§ REQUEST: Nothing but the lines from the one with "Please point out the stone" to the final line should be returned, each exactly as it appears.

§ ENTRIES SHOWN:
↓↓↓
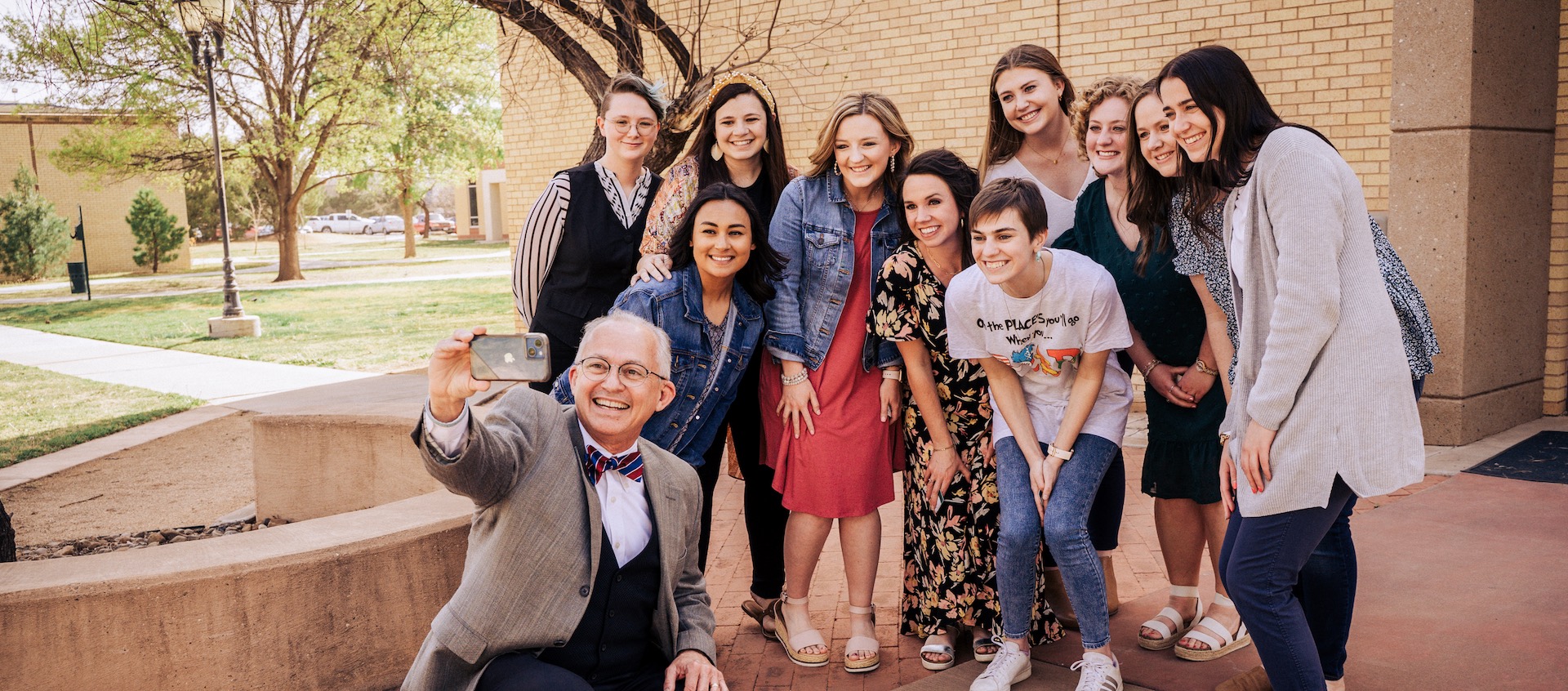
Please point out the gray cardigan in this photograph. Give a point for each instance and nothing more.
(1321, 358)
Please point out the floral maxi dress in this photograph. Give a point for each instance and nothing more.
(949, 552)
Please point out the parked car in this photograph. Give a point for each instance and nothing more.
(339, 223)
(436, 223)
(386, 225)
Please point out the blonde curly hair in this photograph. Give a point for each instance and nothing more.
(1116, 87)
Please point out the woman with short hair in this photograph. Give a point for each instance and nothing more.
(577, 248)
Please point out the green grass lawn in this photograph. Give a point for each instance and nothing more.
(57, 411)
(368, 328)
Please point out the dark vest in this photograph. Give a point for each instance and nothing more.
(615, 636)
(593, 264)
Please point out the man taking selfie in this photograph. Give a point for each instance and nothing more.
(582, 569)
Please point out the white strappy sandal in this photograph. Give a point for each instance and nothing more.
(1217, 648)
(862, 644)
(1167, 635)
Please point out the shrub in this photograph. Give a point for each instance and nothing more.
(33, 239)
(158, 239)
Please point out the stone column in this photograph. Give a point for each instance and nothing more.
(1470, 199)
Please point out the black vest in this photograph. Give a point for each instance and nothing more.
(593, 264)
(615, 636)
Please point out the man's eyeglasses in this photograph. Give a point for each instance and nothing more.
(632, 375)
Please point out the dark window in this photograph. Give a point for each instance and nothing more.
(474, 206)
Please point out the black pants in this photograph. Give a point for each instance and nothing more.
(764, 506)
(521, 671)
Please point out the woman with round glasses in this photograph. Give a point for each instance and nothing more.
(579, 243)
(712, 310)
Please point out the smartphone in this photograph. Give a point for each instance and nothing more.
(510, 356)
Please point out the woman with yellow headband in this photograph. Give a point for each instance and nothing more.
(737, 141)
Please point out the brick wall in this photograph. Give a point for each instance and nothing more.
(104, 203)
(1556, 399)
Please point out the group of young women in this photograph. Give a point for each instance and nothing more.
↑↑↑
§ ANSWER FOR THE TASK:
Please point out the stone column in this photograph. Give a point for each instance and nothing more.
(1470, 199)
Please point out the black vest in this photograph. Give a point for each instance and nothing more.
(593, 264)
(615, 636)
Please point out the man's eyeglasses in this photograph. Give a point for each instance and nothing more.
(632, 375)
Please point out the dark window in this photograph. Give a point for each instance and nothing more.
(474, 206)
Please point out the black pants in this photograph. Give a point for each instance and nothing more.
(764, 506)
(521, 671)
Please point out the woman with round glasses in this photograph. Give a point for each instance and nothing more.
(579, 243)
(712, 310)
Please point out the smartphone in this photograph. Give a point for each instance and nothing more.
(510, 356)
Please point out the woman with yellow headband in this photograph. Give a point for each instance and nothing more.
(737, 141)
Please point out the brick wall in this photograph. Give a point for each instance and nothing more.
(104, 203)
(1556, 399)
Please point out the group of young women in this photograph. Give a point for each instance and nothing more.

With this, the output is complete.